* **EXERCISE SET**
- A) Reproduce the Deutsche Bank market commentary from "We seem to live" up to and including "the equity market.".
- B) Write the next part of the article on Deutsche Bank's view of rising stocks and low bond yields, picking up after its final sentence.

* **EXTRACT PROVIDED**
-=-=-
Deutsche Bank: “Path Of Least Resistance” Is For Everything To Rally

You’d be forgiven for throwing in the towel on trying to understand exactly how to reconcile the inexorable rise in equities, the resilience of EM, and the weak dollar with what’s supposed to be a Fed tightening cycle.

Yes, Trump and some members of his inner circle have tried to jawbone the dollar lower at various times this year and yes, the administration’s seemingly intractable Russia problem has led the market to price out Trumpian reflation (e.g. bull flattening and a weaker greenback), and finally, yes, realized inflation has remained elusive undercutting the notion that the US economy will be able to ride without training wheels.

That said, this is a Fed that, the dovish slant applied to the March hike notwithstanding, has demonstrated a propensity for adopting aggressively hawkish rhetoric at various times even if they’ve been subsequently forced to walk it back.

So how to explain easier financial conditions? Well, Deutsche Bank’s Dominic Konstam suggests the following:

The logic here is that the (rates) market remains fearful that the Fed’s push for normalization runs the risk of lower inflation and weaker real growth that will undermine equity valuations. The self-inoculating response is therefore lower rates (5 years and out) and as we wrote last week, bonds act as a crutch to equities.

Here’s the passage from last week’s note that Konstam is referencing:

We seem to live in a world where bond yields are kept low due to supply demand dynamics where excess demand dominates and the “cheapness” of equities is a necessary consequence. The wrong conclusion to draw – and many equity folks do — is that equities can continue to do well because they are cheap to bonds. And as soon as the demand supply dynamics in the bond market flip around, this will be abundantly clear. This is wrong for the simple reason that is misses the dynamic that has had equities cheap to bonds. It is not that equities are cheap to bonds and therefore equities can keep rising and drag bond yields; instead it is that bonds are expensive to equities and by staying expensive can allow equities to become more expensive. Bonds serve as the crutch to the equity market.

Basically, the market thinks that Fed tightening ahead of a sustained uptick in inflation is likely to short-circuit growth, so we’re seeing a “self-inoculating” response where bonds become even more expensive, allowing equities to look cheap by comparison, thus green-lighting stocks to become even more expensive.
-=-=-
* **DATA RECORDS**
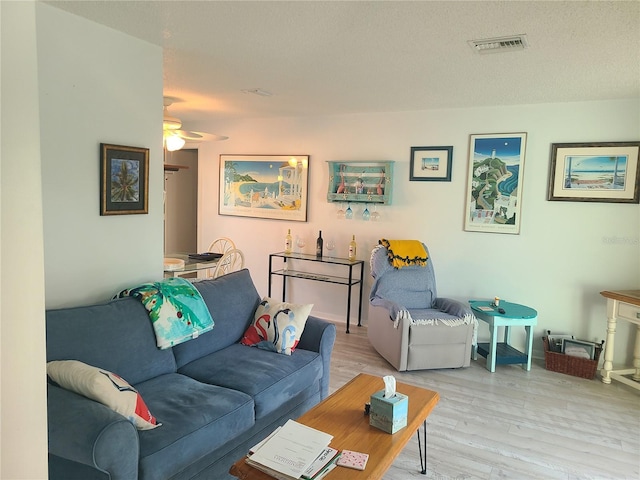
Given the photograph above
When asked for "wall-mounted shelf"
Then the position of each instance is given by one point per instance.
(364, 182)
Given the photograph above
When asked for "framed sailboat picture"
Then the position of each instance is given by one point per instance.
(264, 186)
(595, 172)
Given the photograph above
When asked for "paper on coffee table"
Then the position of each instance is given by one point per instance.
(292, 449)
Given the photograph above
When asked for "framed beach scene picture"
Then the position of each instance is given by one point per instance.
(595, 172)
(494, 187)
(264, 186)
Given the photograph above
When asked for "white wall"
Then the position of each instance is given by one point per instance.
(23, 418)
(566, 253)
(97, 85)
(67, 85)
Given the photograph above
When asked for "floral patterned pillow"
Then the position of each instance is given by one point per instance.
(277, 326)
-=-=-
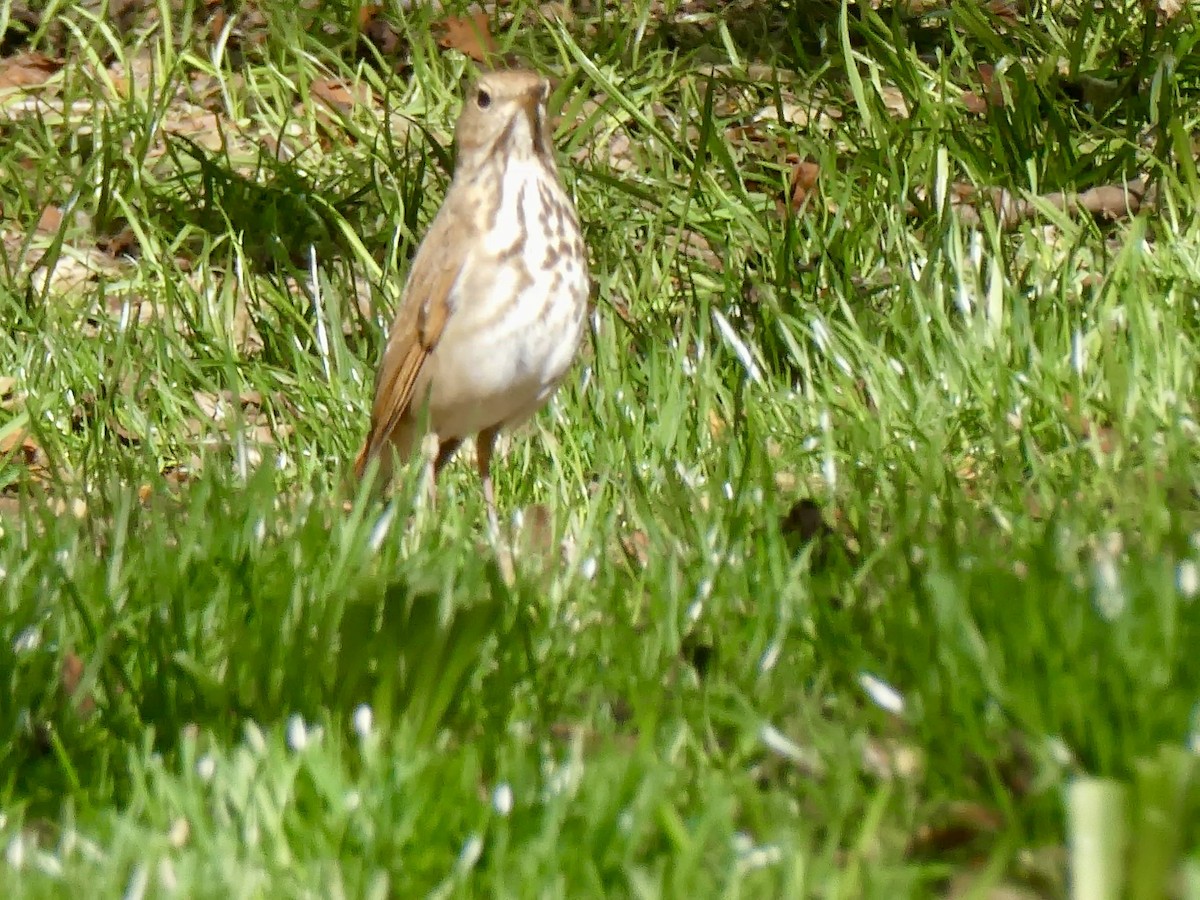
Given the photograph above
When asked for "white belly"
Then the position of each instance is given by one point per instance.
-=-=-
* **ANSWERS FOR THE EXERCISE**
- A)
We seem to live in a world where bond yields are kept low due to supply demand dynamics where excess demand dominates and the “cheapness” of equities is a necessary consequence. The wrong conclusion to draw – and many equity folks do — is that equities can continue to do well because they are cheap to bonds. And as soon as the demand supply dynamics in the bond market flip around, this will be abundantly clear. This is wrong for the simple reason that is misses the dynamic that has had equities cheap to bonds. It is not that equities are cheap to bonds and therefore equities can keep rising and drag bond yields; instead it is that bonds are expensive to equities and by staying expensive can allow equities to become more expensive. Bonds serve as the crutch to the equity market.

- B)
Yeah.

So what can the Fed do? Well, the short answer is probably “nothing”. As Konstam outlines in this week’s note, they’ve got two options but really, they’ve already tried one of them and it didn’t work.

The inevitable conclusion: “the path of least resistance is therefore a soggy dollar, low yields and robust equities.”

So maybe start your own risk parity fund…

Via Deutsche Bank

We think equities continue to move higher and bond yields lower.

Financial conditions continue to soften. Our index was at peak tightening in January 2016, the index level was at -1.53 with the previous peak tightness -1.73 in February 2011, before twist and -3.29 October 2008. The recent local peak softness was November 2016 (-0.71). Since then the softening has been driven mainly by dollar weakness, contributing 47 percent of the easing in financial conditions. Mortgage spread narrowing and some recovery in FX reserves have each contributed another 20 percent or so in softer conditions 1 while equities 7 percent.

The irony is that faster Fed tightening has neatly coincided with an easing of financial conditions. One might be tempted to suggest that if the Fed wants to tighten financial conditions for fear of overheating the economy, it is going about it the wrong way. The logic here is that the (rates) market remains fearful that the Fed’s push for normalization runs the risk of lower inflation and weaker real growth that will undermine equity valuations. The self-inoculating response is therefore lower rates (5 years and out) and as we wrote last week, bonds act as a crutch to equities — equities are anyway cheap and whatever is good for the bond market at least since 2008 has never been sustainably bad for the equity market.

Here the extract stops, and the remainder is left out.